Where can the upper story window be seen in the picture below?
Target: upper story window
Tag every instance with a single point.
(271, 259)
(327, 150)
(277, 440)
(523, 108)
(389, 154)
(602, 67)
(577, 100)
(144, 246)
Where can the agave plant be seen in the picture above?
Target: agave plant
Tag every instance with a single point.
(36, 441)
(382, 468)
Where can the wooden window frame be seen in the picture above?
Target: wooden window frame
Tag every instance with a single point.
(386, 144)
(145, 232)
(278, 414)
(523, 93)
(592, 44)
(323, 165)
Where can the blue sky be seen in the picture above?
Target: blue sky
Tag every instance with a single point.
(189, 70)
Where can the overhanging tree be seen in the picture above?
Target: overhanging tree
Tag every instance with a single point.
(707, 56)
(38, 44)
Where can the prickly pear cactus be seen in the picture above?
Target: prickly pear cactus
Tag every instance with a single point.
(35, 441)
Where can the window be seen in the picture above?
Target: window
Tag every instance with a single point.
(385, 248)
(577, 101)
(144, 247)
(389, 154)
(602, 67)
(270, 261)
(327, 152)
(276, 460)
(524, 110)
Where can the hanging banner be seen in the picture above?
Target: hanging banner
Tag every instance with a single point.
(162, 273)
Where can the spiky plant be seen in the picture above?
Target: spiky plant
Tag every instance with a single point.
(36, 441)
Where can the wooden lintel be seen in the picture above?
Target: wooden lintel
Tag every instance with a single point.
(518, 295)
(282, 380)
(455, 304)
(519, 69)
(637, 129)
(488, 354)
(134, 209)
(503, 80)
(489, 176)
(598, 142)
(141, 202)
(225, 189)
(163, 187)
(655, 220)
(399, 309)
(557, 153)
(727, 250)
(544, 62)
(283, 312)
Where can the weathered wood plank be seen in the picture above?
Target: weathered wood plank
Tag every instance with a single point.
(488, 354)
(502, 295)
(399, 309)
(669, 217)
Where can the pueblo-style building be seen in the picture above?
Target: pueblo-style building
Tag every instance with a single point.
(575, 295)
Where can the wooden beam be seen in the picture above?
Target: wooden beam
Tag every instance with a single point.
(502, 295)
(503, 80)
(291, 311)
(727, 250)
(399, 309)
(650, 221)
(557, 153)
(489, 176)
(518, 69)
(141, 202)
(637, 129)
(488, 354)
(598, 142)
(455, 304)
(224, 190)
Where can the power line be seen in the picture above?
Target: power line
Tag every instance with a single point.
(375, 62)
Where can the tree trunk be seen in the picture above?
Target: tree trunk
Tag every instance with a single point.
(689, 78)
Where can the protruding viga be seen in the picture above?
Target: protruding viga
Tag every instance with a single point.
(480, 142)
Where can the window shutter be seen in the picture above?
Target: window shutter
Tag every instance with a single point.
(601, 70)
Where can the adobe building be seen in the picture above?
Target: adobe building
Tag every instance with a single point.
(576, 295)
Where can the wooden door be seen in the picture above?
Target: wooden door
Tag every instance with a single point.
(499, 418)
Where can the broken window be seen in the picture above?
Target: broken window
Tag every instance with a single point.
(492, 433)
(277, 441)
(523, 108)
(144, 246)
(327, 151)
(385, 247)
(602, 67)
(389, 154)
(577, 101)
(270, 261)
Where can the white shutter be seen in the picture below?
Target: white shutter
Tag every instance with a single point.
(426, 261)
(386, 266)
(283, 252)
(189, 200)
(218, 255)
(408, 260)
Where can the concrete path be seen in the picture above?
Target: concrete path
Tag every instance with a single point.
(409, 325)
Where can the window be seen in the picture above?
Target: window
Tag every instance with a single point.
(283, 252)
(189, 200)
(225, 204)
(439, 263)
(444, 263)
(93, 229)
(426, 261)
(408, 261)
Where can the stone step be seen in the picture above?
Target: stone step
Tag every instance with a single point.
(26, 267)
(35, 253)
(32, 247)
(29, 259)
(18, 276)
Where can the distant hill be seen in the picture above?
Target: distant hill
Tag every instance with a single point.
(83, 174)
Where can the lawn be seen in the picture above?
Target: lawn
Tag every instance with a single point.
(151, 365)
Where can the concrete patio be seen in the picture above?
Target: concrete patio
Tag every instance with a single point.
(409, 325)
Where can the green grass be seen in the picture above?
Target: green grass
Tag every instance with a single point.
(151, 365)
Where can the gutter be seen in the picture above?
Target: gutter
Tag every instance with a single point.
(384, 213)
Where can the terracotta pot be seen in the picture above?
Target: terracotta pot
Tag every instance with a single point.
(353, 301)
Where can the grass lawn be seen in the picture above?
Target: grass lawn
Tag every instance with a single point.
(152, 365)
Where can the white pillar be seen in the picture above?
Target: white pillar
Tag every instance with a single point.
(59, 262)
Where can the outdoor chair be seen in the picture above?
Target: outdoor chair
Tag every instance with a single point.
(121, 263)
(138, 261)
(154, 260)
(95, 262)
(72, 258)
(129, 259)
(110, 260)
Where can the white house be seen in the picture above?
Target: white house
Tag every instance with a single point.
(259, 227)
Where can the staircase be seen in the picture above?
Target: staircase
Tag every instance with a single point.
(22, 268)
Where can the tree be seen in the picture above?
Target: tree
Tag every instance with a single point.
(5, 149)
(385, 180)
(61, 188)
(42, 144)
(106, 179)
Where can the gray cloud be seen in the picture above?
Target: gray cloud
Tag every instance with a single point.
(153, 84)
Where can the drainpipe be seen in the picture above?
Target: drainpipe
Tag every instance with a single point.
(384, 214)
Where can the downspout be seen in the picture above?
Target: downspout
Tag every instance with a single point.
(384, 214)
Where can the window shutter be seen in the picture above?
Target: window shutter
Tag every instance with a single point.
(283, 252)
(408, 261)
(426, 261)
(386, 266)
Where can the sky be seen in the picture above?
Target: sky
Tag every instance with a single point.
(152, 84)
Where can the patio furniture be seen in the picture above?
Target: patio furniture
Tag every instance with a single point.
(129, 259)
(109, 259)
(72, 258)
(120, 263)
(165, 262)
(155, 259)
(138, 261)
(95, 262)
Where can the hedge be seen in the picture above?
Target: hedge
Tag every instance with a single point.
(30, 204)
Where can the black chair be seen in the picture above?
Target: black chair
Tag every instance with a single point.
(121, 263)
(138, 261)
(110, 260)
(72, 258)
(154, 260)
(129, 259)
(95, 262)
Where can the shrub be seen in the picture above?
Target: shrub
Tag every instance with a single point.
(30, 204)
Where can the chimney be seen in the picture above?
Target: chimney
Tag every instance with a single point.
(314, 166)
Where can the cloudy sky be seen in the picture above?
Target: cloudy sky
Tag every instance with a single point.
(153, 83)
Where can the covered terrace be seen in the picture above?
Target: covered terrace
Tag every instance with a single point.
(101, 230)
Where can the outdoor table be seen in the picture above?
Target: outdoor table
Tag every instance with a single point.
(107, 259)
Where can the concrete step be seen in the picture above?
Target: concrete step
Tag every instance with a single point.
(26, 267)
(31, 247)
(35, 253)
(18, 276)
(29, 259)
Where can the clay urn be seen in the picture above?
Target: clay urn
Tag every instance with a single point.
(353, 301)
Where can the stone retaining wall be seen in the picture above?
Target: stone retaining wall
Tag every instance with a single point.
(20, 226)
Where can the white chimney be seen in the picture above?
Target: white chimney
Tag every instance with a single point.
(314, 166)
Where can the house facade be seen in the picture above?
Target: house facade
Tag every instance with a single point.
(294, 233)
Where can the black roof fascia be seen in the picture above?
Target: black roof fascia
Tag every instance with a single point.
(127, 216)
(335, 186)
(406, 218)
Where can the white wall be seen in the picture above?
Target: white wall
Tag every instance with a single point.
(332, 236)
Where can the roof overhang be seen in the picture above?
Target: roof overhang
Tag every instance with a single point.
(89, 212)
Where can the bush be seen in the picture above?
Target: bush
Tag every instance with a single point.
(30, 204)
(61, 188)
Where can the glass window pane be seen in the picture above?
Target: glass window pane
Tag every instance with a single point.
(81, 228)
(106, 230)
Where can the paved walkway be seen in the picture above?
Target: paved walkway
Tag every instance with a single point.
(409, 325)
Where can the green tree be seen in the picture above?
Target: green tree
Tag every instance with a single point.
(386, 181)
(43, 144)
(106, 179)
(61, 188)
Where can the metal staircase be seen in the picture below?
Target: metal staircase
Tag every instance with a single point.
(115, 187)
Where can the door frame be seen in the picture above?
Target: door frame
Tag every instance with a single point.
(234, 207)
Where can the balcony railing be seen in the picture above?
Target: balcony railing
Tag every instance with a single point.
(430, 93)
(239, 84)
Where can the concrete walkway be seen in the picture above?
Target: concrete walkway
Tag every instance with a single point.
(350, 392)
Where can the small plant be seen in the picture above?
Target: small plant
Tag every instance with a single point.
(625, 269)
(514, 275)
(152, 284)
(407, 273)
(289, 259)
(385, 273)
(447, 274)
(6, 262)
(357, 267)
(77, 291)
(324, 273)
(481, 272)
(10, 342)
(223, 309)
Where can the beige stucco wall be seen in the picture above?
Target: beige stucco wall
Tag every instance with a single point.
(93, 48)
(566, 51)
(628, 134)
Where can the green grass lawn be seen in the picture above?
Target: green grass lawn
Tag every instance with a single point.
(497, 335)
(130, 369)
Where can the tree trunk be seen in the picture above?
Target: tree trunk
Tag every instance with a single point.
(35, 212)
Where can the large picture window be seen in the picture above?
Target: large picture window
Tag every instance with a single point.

------------------------------

» WORK TO COMPLETE:
Across the records above, show each line containing the word "plant".

» ANSWER TO THIS TASK:
Where can the agave plant be seen in the picture above?
Target: agave plant
Where can the spiky plant be seen in the picture above?
Target: spiky plant
Where can the small plant be seen in the picture above?
Target: small plant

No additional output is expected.